REQUIRED TASK: Print the lines below without changes, from the line containing "Identify the bush" through the line containing "[51, 66, 64, 70]". Output only that stretch.

DATASET:
• • • • • • •
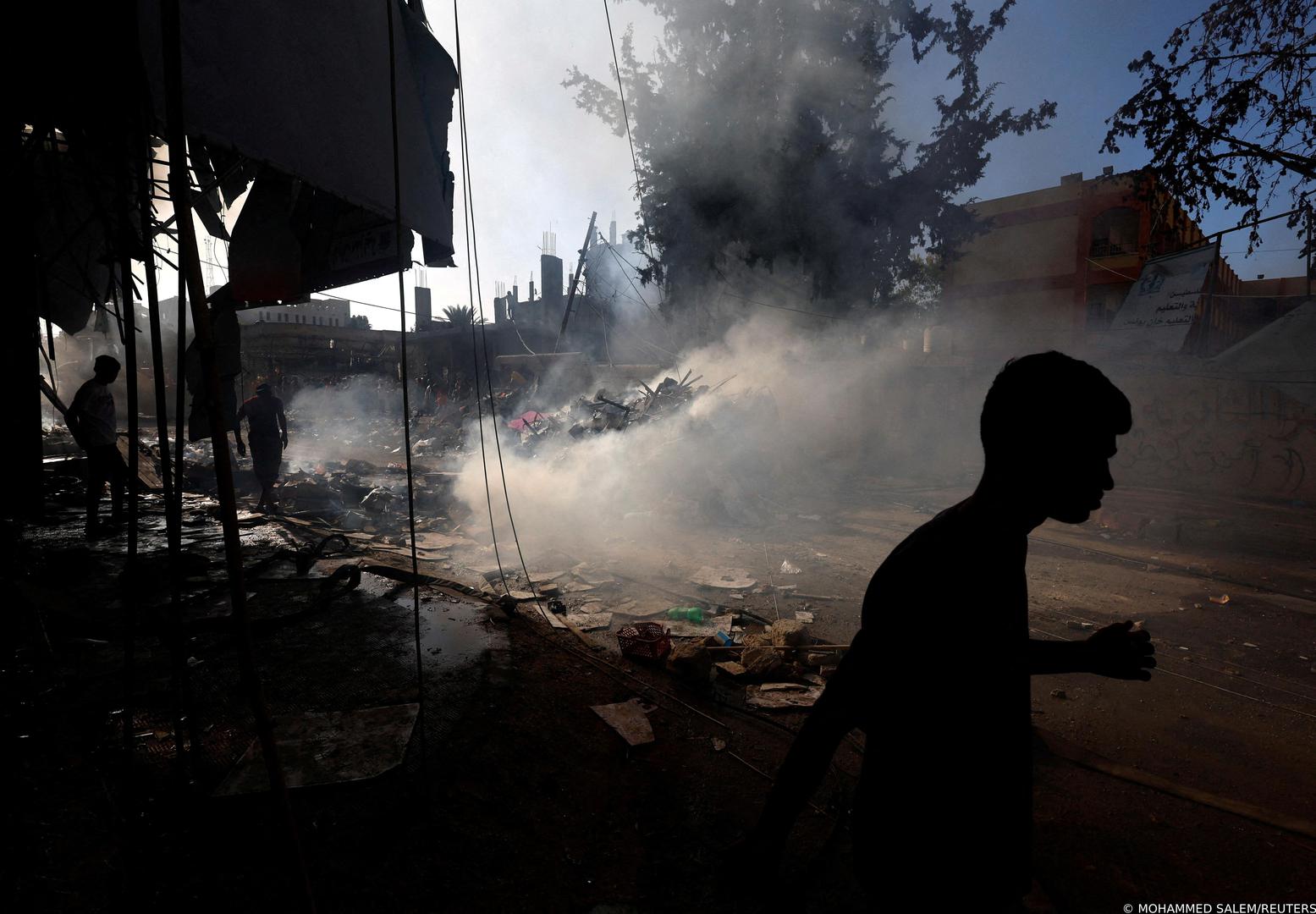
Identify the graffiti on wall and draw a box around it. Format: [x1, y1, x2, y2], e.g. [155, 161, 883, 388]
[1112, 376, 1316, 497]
• • • • • • •
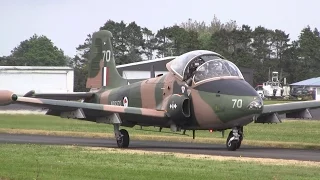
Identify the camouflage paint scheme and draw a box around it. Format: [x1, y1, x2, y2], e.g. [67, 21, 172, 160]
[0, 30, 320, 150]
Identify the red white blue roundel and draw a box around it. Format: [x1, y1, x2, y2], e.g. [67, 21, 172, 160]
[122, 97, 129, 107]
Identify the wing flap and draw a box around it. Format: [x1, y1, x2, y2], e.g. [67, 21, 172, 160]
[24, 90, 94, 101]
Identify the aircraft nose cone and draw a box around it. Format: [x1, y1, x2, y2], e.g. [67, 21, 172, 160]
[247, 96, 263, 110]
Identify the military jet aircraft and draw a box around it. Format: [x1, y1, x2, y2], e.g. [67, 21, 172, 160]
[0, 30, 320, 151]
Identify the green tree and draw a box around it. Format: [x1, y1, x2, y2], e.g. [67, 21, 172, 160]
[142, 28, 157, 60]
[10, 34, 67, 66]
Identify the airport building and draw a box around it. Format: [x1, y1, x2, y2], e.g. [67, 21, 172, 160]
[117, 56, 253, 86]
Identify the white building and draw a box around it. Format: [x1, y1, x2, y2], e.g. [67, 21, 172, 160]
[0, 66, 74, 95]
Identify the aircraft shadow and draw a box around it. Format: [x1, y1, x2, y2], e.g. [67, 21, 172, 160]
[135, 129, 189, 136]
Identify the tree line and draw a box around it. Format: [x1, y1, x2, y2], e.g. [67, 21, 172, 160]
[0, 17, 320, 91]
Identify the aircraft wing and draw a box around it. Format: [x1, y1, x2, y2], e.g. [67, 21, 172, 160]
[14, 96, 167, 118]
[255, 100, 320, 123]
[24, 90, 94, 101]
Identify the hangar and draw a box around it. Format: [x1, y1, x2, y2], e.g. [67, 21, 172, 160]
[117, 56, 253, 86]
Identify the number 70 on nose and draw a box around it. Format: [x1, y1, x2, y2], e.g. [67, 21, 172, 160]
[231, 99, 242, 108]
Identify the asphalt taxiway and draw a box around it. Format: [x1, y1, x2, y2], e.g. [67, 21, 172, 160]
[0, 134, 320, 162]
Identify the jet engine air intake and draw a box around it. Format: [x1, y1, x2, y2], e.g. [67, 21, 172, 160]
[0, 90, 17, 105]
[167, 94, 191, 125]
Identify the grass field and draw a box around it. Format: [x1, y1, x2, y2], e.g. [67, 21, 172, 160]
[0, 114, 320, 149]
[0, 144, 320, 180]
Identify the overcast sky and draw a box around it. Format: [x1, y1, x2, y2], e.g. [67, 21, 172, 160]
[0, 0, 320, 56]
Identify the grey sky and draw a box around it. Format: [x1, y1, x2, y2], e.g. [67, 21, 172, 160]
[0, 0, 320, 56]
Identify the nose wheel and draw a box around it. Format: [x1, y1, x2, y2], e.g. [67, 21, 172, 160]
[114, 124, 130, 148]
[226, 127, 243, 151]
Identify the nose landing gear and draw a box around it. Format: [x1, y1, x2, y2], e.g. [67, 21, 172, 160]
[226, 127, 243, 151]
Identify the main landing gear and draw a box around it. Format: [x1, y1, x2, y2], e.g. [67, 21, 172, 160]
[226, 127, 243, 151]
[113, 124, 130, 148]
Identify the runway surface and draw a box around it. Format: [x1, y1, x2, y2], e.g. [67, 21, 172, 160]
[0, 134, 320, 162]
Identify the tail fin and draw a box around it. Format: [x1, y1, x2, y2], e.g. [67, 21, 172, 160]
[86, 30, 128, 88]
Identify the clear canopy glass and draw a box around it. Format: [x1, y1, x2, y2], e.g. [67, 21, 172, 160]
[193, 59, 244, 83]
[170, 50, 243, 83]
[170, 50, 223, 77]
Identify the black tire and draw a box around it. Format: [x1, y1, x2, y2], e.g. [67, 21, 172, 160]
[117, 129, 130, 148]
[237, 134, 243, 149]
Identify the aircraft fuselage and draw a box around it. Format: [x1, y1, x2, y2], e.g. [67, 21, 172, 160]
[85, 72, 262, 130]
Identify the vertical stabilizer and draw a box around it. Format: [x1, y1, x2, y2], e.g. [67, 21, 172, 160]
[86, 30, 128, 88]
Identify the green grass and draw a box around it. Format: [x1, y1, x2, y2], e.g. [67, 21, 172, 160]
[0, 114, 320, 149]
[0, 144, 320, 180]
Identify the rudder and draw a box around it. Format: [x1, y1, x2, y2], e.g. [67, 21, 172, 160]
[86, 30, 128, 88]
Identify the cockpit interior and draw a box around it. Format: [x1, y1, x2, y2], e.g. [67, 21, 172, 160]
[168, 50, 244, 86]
• • • • • • •
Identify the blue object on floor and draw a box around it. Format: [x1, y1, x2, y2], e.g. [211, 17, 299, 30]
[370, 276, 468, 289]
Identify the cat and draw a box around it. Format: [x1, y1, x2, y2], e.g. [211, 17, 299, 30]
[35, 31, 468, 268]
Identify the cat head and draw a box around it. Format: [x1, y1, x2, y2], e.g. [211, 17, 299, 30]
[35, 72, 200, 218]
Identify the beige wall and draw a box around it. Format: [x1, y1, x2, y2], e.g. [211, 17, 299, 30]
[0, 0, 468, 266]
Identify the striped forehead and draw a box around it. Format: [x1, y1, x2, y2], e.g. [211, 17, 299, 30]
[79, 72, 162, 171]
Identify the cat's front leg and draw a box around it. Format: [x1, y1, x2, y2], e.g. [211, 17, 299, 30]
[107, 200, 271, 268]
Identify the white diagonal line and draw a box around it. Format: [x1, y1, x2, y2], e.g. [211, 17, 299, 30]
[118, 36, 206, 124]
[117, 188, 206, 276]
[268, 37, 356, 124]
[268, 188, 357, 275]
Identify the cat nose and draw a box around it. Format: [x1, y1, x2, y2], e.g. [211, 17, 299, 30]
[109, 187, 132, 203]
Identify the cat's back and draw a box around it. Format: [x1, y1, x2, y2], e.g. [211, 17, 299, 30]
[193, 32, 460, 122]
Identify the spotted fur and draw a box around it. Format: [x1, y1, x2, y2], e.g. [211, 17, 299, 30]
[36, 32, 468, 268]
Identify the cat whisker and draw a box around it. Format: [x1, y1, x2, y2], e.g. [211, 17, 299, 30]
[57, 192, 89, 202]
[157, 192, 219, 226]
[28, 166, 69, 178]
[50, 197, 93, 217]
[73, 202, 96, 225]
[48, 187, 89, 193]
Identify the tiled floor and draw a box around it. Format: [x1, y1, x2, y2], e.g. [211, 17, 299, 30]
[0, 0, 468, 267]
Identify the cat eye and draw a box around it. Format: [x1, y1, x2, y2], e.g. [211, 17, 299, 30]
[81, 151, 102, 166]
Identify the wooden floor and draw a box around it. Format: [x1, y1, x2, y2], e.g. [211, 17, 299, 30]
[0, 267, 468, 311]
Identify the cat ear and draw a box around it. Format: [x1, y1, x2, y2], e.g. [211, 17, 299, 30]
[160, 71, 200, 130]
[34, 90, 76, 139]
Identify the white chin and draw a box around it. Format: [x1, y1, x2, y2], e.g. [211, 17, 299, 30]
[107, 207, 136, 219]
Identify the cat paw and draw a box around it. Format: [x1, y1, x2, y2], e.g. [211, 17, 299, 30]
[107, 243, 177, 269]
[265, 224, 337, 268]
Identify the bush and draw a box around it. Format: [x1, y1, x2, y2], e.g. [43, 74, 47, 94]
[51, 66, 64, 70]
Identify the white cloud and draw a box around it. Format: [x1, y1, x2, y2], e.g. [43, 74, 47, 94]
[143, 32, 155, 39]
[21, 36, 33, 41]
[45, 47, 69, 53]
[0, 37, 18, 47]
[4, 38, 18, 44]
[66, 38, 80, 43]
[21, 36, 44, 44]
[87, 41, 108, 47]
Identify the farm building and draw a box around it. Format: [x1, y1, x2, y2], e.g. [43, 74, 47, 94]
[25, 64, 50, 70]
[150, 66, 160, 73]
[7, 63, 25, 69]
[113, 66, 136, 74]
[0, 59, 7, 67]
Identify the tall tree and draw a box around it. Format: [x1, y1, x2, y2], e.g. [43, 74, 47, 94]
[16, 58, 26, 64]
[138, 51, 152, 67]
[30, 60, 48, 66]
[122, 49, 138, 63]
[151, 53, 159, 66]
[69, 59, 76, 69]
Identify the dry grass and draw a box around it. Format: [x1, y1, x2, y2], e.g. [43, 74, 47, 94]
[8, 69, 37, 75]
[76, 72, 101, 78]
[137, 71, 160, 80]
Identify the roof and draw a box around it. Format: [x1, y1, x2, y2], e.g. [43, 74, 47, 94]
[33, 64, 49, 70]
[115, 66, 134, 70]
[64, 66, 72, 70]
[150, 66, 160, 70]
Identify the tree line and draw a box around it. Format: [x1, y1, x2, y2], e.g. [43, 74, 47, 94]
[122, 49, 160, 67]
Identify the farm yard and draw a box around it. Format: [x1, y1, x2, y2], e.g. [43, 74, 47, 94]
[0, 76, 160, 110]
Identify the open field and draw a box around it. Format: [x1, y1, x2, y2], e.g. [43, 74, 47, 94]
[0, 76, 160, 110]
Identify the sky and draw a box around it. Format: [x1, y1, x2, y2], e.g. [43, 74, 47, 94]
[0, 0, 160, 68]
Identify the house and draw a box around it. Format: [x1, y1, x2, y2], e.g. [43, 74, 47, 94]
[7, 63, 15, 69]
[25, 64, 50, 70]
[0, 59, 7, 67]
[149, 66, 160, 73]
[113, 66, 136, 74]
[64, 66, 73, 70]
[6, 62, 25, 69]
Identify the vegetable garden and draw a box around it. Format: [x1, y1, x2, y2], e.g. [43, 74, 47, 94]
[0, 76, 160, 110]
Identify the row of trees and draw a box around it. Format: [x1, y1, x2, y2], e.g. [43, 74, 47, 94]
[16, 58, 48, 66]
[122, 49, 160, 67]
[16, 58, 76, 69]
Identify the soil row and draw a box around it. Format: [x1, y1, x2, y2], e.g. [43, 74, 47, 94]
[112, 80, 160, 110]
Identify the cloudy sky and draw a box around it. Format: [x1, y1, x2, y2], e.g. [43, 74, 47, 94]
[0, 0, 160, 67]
• • • • • • •
EXERCISE SOLUTION:
Identify the bush and draw a box around it. Format: [x1, y1, x2, y2], e.g. [43, 74, 47, 94]
[51, 66, 64, 70]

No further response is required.